DIRECTIONS —
1. Could you condense the paragraph in the article on Salonga and Locke that begins "Owing to these achievements" into a short list that keeps its main facts?
2. Could you reproduce the passage of the article on Salonga and Locke starting at "Nearly three centuries" and ending at "many things wanting."?

DOCUMENT —
— Start —

* This is my article in BusinessWorld last March 15, 2016.
When classical liberalism — more individual freedom and personal responsibility, free trade, minimal government, and rule of law — was formulated in Europe more than three centuries ago, the philosophy was caught by some Filipino intellectuals two centuries later. Not the entire philosophy but portions of it, like the people’s freedom of expression and assembly and freedom from (Spanish) colonialism.
Politically, portions of the philosophy were adopted by some Filipino politicians when they formed the Liberal Party after World War II, coming from the “liberal faction” of the dominant Nacionalista Party. Nationalism was the natural evolution of Philippine society after experiencing Spanish and American colonialism.
On March 10, 2016, the oldest living great statesman of the Liberal Party, former Senator Jovito “Jovy” R. Salonga (1920-2016) passed away. The man was so respected by many sectors of Philippine society mainly because of his intellectual prowess and excellent academic achievements: a law degree from the University of the Philippines (UP), Bar topnotcher in 1944 (tied with his friend and ally Jose W. Diokno), a Masters in Law from Harvard Law School, a Doctorate in Law from Yale University, and a Doctor of Laws Honoris Causa from UP.
Owing to these achievements plus his integrity, Salonga topped three elections as a senatorial bet despite his lack of huge resources: in pre-Martial Law 1965, in post-Plaza Miranda bombing in 1971, and post-Edsa Revolution in 1987, where he later became a Senate President.
Nearly three centuries before Sen. Salonga was born, the recognized “Father of (classical) Liberalism,” John Locke (1632-1704), an English philosopher and one of the great thinkers of the “social contract theory” was born.
There are some similarities in the ideas and writings of John Locke and Jovy Salonga on some topics. Two topics will be discussed here.
ROLE, PURPOSE OF GOVERNMENT
In a major work, Two Treatises of Government (1680-1690), Book II, Chapter 9, “Of the Ends of Political Society and Government,” John Locke argued that the main purpose of creating a government was to protect private property and have a rule of law. He wrote: “The great and chief end, therefore, of men uniting into commonwealths, and putting themselves under government, is the preservation of their property; to which in the state of Nature there are many things wanting.
“Firstly, there wants an established, settled, known law, received and allowed by common consent to be the standard of right and wrong, and the common measure to decide all controversies between them.
“Secondly, in the state of Nature there wants a known and indifferent judge, with authority to determine all differences according to the established law.
“Thirdly, in the state of Nature there often wants power to back and support the sentence when right, and to give it due execution….
“For in the state of Nature to omit the liberty he has of innocent delights, a man has two powers…
“The first power — viz., of doing whatsoever he thought fit for the preservation of himself and the rest of mankind, he gives up to be regulated by laws made by the society…
“Secondly, the power of punishing he wholly gives up, and engages his natural force, which he might before employ in the execution of the law of Nature, by his own single authority, as he thought fit, to assist the executive power of the society as the law thereof shall require.

— End —

EXTRACTED ENTRIES —
— Start —

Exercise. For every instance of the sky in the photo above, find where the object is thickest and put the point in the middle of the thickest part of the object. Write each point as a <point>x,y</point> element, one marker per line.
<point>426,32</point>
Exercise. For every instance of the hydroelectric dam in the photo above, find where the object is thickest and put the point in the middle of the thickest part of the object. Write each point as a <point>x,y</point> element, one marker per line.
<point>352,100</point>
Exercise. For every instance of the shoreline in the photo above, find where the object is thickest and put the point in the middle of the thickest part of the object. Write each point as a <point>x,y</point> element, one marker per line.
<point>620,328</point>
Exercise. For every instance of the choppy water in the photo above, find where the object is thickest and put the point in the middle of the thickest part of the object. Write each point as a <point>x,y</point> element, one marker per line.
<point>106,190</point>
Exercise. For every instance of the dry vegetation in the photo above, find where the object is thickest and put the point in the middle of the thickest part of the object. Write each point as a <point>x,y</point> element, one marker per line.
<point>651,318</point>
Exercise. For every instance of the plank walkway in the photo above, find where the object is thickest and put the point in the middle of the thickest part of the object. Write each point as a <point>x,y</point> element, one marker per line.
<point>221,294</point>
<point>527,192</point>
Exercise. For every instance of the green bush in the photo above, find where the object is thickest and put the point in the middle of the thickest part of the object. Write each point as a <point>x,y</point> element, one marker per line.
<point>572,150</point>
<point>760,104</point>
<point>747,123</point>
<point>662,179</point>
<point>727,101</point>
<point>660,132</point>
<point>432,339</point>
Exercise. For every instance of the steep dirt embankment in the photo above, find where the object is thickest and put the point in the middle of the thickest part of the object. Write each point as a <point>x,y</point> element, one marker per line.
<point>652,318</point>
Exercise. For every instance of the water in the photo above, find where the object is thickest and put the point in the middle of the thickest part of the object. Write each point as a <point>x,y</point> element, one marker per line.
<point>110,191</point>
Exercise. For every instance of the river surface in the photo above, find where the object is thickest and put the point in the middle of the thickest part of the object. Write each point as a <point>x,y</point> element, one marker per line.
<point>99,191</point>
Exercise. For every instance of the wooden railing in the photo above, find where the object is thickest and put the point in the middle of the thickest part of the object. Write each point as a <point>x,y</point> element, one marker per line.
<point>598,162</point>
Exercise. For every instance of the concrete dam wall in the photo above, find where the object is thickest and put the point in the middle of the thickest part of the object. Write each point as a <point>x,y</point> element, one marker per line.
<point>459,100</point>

— End —
— Start —

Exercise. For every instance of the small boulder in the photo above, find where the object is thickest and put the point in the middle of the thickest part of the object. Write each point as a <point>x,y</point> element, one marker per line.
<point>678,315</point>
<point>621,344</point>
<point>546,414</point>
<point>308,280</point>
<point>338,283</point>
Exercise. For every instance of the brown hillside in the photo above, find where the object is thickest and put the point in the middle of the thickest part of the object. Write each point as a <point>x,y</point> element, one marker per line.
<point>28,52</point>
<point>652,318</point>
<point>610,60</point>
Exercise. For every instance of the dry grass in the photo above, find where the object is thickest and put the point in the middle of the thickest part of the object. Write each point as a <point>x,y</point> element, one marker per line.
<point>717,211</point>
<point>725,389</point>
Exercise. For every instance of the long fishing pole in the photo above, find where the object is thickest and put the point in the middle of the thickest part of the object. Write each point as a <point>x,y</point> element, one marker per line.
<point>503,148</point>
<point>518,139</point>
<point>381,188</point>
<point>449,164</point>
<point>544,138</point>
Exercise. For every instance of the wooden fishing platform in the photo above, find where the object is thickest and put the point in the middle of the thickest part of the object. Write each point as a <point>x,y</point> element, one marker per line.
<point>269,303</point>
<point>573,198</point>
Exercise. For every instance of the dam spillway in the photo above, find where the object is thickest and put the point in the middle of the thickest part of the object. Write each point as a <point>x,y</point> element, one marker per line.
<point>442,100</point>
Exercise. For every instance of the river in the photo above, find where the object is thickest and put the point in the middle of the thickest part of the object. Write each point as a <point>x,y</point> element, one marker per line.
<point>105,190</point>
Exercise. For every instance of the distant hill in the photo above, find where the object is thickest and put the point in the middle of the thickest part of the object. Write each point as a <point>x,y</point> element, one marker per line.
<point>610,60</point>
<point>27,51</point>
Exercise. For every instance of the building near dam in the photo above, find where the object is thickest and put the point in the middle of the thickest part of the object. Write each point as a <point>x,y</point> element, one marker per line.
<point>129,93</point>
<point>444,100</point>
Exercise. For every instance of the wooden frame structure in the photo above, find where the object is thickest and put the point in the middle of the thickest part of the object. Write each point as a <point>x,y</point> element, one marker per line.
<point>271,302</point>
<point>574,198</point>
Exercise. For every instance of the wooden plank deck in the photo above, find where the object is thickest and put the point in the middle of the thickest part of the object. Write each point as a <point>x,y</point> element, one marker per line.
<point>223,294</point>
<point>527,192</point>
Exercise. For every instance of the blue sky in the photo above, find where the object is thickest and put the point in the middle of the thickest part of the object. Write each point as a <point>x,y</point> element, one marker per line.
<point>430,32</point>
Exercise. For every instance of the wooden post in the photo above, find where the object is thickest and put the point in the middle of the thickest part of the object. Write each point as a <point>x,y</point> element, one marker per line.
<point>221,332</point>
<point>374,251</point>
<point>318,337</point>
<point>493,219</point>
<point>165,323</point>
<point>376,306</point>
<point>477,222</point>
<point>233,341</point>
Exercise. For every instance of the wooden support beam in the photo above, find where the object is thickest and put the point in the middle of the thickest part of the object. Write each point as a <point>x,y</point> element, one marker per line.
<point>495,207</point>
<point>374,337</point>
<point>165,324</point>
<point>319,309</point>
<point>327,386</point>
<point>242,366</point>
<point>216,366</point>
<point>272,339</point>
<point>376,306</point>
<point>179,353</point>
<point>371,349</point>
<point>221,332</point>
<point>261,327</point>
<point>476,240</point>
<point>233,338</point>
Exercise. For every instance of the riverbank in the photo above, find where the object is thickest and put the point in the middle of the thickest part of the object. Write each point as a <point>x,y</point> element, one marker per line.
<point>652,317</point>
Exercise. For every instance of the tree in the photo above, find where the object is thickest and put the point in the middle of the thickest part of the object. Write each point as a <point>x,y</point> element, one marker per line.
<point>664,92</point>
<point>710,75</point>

— End —
— Start —

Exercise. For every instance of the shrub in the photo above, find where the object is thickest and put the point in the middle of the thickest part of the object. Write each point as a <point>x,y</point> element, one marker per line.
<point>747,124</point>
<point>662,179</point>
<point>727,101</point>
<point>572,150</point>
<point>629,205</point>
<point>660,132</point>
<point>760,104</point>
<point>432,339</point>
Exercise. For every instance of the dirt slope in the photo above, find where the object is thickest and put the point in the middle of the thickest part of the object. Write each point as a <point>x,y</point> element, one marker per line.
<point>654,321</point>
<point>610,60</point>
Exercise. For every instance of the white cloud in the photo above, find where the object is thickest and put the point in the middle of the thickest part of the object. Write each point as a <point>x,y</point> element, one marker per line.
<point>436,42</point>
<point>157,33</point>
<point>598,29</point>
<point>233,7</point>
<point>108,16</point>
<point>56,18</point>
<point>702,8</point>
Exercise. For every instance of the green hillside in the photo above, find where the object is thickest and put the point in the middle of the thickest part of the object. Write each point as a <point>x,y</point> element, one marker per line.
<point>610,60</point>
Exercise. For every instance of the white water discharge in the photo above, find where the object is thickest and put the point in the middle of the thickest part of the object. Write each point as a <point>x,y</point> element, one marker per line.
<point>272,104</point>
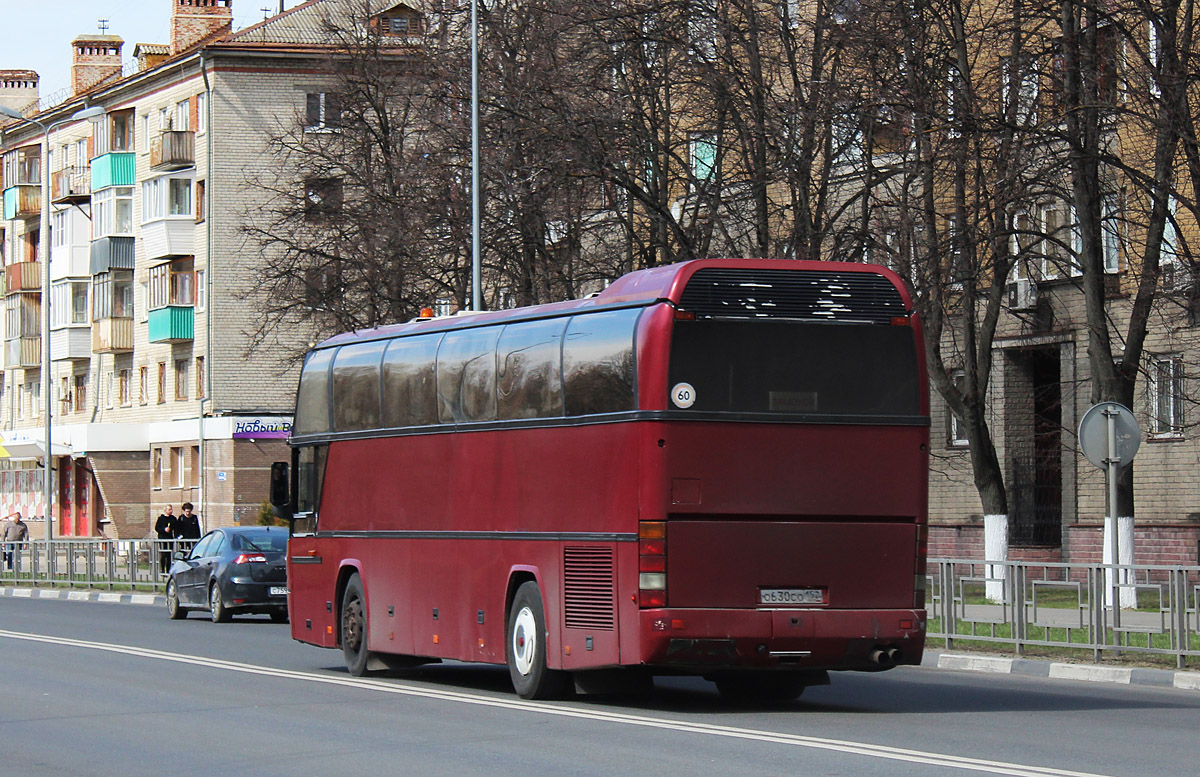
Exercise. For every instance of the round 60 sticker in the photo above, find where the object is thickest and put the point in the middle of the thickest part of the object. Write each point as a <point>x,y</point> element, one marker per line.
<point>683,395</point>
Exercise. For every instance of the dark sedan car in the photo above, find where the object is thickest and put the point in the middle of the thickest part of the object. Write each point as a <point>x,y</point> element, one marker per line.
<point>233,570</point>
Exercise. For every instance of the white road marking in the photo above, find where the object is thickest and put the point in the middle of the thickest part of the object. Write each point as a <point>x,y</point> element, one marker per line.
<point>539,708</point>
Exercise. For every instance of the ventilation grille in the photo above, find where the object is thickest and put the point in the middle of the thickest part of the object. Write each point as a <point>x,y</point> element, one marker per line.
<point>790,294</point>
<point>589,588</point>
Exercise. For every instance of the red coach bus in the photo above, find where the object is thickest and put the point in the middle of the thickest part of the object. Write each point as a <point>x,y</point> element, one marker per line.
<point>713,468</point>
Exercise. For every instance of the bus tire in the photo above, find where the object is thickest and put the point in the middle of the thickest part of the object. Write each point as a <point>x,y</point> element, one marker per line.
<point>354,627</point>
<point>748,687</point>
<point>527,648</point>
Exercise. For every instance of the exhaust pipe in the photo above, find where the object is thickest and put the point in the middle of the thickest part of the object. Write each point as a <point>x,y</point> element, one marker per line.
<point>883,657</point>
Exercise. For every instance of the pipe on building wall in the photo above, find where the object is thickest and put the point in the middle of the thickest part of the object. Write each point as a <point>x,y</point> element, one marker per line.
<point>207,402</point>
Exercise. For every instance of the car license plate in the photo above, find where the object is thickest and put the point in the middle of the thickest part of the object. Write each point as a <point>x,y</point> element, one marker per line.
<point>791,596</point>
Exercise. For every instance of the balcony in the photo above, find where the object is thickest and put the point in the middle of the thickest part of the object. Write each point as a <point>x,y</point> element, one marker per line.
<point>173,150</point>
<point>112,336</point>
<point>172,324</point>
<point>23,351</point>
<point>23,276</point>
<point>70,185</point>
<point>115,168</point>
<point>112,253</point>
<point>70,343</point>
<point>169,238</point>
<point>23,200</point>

— End —

ANSWERS TO THE EXERCISES —
1.
Because of his achievements and integrity, Salonga topped three senatorial elections despite lacking huge resources:
- 1965, before Martial Law
- 1971, after the Plaza Miranda bombing
- 1987, after the Edsa Revolution, when he later became Senate President

2.
Nearly three centuries before Sen. Salonga was born, the recognized “Father of (classical) Liberalism,” John Locke (1632-1704), an English philosopher and one of the great thinkers of the “social contract theory” was born.
There are some similarities in the ideas and writings of John Locke and Jovy Salonga on some topics. Two topics will be discussed here.
ROLE, PURPOSE OF GOVERNMENT
In a major work, Two Treatises of Government (1680-1690), Book II, Chapter 9, “Of the Ends of Political Society and Government,” John Locke argued that the main purpose of creating a government was to protect private property and have a rule of law. He wrote: “The great and chief end, therefore, of men uniting into commonwealths, and putting themselves under government, is the preservation of their property; to which in the state of Nature there are many things wanting.